* Raw records *
....

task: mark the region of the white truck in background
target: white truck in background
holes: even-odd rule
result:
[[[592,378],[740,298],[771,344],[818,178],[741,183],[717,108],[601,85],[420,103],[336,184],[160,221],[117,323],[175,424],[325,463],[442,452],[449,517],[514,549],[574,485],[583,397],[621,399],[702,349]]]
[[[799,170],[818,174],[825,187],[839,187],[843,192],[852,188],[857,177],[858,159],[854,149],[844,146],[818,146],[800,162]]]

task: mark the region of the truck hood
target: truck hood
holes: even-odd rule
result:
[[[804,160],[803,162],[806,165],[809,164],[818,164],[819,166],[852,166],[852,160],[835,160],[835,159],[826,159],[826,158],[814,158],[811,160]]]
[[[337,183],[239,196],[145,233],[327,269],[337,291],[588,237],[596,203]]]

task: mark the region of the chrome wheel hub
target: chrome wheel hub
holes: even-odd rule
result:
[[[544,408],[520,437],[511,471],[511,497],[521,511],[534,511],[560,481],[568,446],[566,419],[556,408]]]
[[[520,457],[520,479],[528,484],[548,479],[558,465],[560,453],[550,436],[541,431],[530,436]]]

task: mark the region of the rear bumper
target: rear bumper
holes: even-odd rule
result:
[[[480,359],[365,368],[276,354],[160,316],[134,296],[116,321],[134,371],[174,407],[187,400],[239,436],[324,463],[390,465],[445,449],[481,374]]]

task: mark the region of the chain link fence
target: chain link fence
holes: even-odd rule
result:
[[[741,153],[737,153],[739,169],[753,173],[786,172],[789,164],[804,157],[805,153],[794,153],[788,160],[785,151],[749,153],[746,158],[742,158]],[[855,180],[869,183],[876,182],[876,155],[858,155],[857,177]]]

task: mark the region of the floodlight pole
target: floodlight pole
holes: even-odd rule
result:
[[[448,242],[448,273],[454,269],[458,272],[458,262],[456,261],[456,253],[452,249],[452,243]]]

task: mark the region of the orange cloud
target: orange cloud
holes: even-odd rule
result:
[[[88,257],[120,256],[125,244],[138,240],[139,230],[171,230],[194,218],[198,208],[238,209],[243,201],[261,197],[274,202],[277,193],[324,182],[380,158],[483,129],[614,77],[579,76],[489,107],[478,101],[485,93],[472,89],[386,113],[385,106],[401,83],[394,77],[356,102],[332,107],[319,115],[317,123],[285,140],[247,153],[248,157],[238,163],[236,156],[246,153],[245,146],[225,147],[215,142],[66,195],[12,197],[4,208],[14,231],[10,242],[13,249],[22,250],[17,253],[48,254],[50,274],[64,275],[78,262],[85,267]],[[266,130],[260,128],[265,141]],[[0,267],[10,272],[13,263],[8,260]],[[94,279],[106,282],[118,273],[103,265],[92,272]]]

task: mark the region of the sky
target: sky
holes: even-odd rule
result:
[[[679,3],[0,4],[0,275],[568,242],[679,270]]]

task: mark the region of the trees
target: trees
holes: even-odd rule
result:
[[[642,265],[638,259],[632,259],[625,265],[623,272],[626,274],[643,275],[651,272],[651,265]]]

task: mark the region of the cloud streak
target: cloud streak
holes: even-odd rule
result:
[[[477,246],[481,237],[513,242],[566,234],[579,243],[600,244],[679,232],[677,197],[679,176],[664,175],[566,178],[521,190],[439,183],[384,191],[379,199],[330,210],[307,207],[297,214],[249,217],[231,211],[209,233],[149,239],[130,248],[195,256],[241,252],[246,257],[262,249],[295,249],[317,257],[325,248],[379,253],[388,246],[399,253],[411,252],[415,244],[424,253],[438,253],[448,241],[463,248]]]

....

* Objective *
Restate each record exactly as written.

* Exercise solution *
task: mark the region of the white truck in background
target: white truck in background
holes: even-odd rule
result:
[[[592,378],[740,298],[771,344],[818,178],[741,183],[717,108],[601,85],[420,103],[336,184],[160,221],[117,323],[175,424],[325,463],[442,452],[449,517],[514,549],[574,485],[583,397],[621,399],[702,349]]]
[[[799,170],[818,174],[825,187],[839,187],[843,192],[852,188],[857,177],[858,159],[854,149],[844,146],[818,146],[800,162]]]

task: mark the region of the truck hood
target: truck hood
holes: even-odd rule
result:
[[[804,160],[803,162],[806,165],[809,164],[818,164],[819,166],[852,166],[852,160],[835,160],[835,159],[826,159],[826,158],[814,158],[811,160]]]
[[[337,183],[239,196],[145,233],[327,269],[337,291],[588,237],[596,203]]]

task: mark the region of the chrome wheel hub
target: chrome wheel hub
holes: even-odd rule
result:
[[[544,408],[520,437],[511,471],[511,497],[521,511],[534,511],[560,481],[568,446],[566,419],[556,408]]]
[[[520,457],[520,479],[528,484],[548,479],[558,465],[560,453],[550,436],[541,431],[530,436]]]

task: mark the region of the rear bumper
target: rear bumper
holes: even-odd rule
result:
[[[480,359],[365,368],[276,354],[160,316],[134,296],[116,321],[134,371],[174,407],[187,400],[239,436],[324,463],[390,465],[445,449],[481,374]]]

task: mark the region of the chain link fence
target: chain link fence
holes: even-odd rule
result:
[[[741,153],[737,153],[739,169],[753,173],[786,172],[789,164],[804,157],[805,153],[794,153],[788,160],[785,151],[749,153],[746,158],[742,158]],[[855,180],[869,183],[876,182],[876,155],[858,155],[857,177]]]

task: mark the region of the floodlight pole
target: floodlight pole
holes: even-odd rule
result:
[[[448,242],[448,273],[454,269],[458,272],[458,262],[456,261],[456,253],[452,249],[452,243]]]

task: mark the region of the orange cloud
target: orange cloud
holes: even-odd rule
result:
[[[88,257],[120,256],[125,244],[138,240],[139,230],[171,230],[194,218],[198,208],[238,209],[243,201],[261,197],[274,202],[277,193],[324,182],[380,158],[483,129],[614,77],[579,76],[489,107],[478,101],[485,93],[472,89],[386,113],[385,106],[401,83],[394,77],[356,102],[332,107],[319,115],[317,123],[285,140],[247,153],[248,157],[238,163],[236,156],[246,153],[245,146],[225,147],[215,142],[66,195],[12,197],[4,208],[14,231],[10,242],[13,249],[22,250],[17,253],[48,254],[50,274],[64,275],[78,262],[85,267]],[[266,130],[260,128],[265,141]],[[0,267],[10,272],[13,263],[8,260]],[[94,279],[106,282],[118,273],[103,265],[92,272]]]

task: mark the region of the sky
target: sky
holes: even-odd rule
result:
[[[679,3],[0,4],[0,275],[568,242],[679,270]]]

task: mark the region of the trees
target: trees
holes: even-odd rule
result:
[[[642,265],[638,259],[632,259],[625,265],[623,272],[626,274],[643,275],[651,272],[651,265]]]

task: mark the region of the cloud streak
target: cloud streak
holes: even-odd rule
result:
[[[477,246],[481,237],[513,242],[566,234],[579,243],[600,244],[679,232],[677,197],[679,176],[664,175],[566,178],[521,190],[439,183],[384,191],[379,199],[330,210],[307,207],[297,214],[249,217],[231,211],[209,233],[149,239],[130,248],[195,256],[241,252],[246,257],[262,249],[295,249],[317,257],[325,248],[379,253],[388,246],[399,253],[411,252],[415,244],[424,253],[438,253],[448,241],[463,248]]]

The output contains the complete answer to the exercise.